─── EXTRACTED MATERIAL
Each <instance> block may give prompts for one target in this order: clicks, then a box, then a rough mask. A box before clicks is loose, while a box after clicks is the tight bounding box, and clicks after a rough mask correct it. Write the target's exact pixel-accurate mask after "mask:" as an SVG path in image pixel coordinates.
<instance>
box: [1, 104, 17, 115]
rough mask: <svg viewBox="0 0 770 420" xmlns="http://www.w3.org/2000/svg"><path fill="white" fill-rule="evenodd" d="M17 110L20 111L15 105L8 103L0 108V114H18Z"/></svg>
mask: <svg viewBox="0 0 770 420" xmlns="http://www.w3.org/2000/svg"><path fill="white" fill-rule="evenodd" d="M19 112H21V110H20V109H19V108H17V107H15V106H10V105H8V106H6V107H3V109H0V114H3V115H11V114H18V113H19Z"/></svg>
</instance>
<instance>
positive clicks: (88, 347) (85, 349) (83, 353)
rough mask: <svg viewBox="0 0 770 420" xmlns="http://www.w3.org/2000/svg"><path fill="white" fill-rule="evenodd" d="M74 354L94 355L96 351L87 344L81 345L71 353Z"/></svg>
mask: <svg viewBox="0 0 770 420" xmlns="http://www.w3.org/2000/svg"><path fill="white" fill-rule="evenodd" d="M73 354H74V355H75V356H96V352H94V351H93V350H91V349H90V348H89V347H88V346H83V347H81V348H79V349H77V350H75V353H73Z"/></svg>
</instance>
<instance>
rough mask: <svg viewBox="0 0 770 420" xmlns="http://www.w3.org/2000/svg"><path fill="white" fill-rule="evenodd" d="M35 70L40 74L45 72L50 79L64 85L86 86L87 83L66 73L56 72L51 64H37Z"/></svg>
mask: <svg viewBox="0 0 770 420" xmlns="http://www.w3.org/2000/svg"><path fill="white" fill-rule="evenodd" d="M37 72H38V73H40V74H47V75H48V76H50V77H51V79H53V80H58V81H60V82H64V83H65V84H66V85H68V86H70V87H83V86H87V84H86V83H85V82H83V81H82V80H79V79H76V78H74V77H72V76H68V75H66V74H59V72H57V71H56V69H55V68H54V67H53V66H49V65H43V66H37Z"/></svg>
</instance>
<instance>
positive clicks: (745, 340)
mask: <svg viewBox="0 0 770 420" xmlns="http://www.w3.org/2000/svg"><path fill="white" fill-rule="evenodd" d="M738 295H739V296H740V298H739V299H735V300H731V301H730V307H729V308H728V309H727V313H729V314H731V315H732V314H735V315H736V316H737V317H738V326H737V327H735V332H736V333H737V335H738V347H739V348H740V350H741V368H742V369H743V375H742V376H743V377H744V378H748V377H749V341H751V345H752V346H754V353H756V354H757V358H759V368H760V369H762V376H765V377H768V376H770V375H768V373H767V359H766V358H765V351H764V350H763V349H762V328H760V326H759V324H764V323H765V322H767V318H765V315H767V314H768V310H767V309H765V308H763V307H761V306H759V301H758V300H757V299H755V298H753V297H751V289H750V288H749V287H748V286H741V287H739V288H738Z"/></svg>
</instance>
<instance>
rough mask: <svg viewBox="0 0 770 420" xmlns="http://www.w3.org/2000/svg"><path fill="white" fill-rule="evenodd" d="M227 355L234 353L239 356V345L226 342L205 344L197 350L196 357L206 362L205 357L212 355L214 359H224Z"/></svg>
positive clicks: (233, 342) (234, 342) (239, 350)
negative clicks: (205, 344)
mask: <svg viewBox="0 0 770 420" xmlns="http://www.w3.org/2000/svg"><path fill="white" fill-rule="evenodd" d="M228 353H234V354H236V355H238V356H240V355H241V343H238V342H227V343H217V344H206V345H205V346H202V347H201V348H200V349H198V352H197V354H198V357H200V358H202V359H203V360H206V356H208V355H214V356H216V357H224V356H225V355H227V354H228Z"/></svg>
──────
[GOAL OF THE EXERCISE]:
Each record needs to be duplicated exactly as given.

[SOLUTION FOR THIS EXERCISE]:
Each <instance> block may give prompts for one target in this order: clicks, then a box, then a rough mask. A box before clicks is loose, while a box after clicks is the tight bounding box, and clicks after a rough mask correct it. Write the target's exact pixel-accurate mask after "mask:" as an SVG path in image pixel coordinates.
<instance>
box: [1, 104, 17, 115]
rough mask: <svg viewBox="0 0 770 420" xmlns="http://www.w3.org/2000/svg"><path fill="white" fill-rule="evenodd" d="M17 110L20 111L15 105L8 103L0 108V114H18Z"/></svg>
mask: <svg viewBox="0 0 770 420" xmlns="http://www.w3.org/2000/svg"><path fill="white" fill-rule="evenodd" d="M19 112H21V110H20V109H19V108H17V107H15V106H10V105H8V106H6V107H3V109H0V114H3V115H11V114H18V113H19Z"/></svg>
</instance>
<instance>
positive clicks: (88, 347) (85, 349) (83, 353)
rough mask: <svg viewBox="0 0 770 420" xmlns="http://www.w3.org/2000/svg"><path fill="white" fill-rule="evenodd" d="M74 354L94 355L96 351L87 344L81 345L71 353Z"/></svg>
mask: <svg viewBox="0 0 770 420" xmlns="http://www.w3.org/2000/svg"><path fill="white" fill-rule="evenodd" d="M73 354H74V355H75V356H96V352H94V351H93V350H91V349H90V348H89V347H88V346H83V347H81V348H79V349H77V350H75V353H73Z"/></svg>
</instance>
<instance>
rough mask: <svg viewBox="0 0 770 420" xmlns="http://www.w3.org/2000/svg"><path fill="white" fill-rule="evenodd" d="M35 70L40 74L45 72L50 79L64 85L86 86L87 83L66 73L56 72L51 64H37Z"/></svg>
mask: <svg viewBox="0 0 770 420" xmlns="http://www.w3.org/2000/svg"><path fill="white" fill-rule="evenodd" d="M37 72H38V73H40V74H47V75H48V76H50V77H51V79H53V80H58V81H60V82H64V83H65V84H66V85H68V86H70V87H83V86H87V84H86V83H85V82H83V81H82V80H79V79H76V78H74V77H72V76H68V75H66V74H59V72H57V71H56V69H55V68H54V67H53V66H49V65H43V66H37Z"/></svg>
</instance>
<instance>
positive clicks: (745, 340)
mask: <svg viewBox="0 0 770 420" xmlns="http://www.w3.org/2000/svg"><path fill="white" fill-rule="evenodd" d="M738 295H739V296H740V298H739V299H735V300H731V301H730V307H729V308H728V309H727V313H729V314H731V315H732V314H735V315H736V316H737V317H738V326H737V327H735V332H736V333H737V335H738V347H739V348H740V350H741V368H742V369H743V375H742V376H743V377H744V378H748V377H749V341H751V345H752V346H754V353H756V354H757V358H759V368H760V369H762V376H765V377H768V376H770V375H768V373H767V359H766V358H765V351H764V350H763V349H762V328H760V326H759V324H764V323H765V322H767V318H765V315H767V314H768V310H767V309H765V308H763V307H761V306H759V301H758V300H757V299H755V298H753V297H751V289H750V288H749V287H748V286H741V287H739V288H738Z"/></svg>
</instance>
<instance>
rough mask: <svg viewBox="0 0 770 420" xmlns="http://www.w3.org/2000/svg"><path fill="white" fill-rule="evenodd" d="M227 355L234 353L239 356V345L226 342L205 344L197 350L196 357L206 362L205 357L212 355L214 359H224Z"/></svg>
positive clicks: (233, 342) (234, 342) (239, 350)
negative clicks: (205, 344)
mask: <svg viewBox="0 0 770 420" xmlns="http://www.w3.org/2000/svg"><path fill="white" fill-rule="evenodd" d="M228 353H234V354H236V355H238V356H240V355H241V343H238V342H227V343H217V344H206V345H205V346H202V347H201V348H200V349H198V352H197V354H198V357H200V358H202V359H203V360H206V356H208V355H214V356H216V357H224V356H225V355H227V354H228Z"/></svg>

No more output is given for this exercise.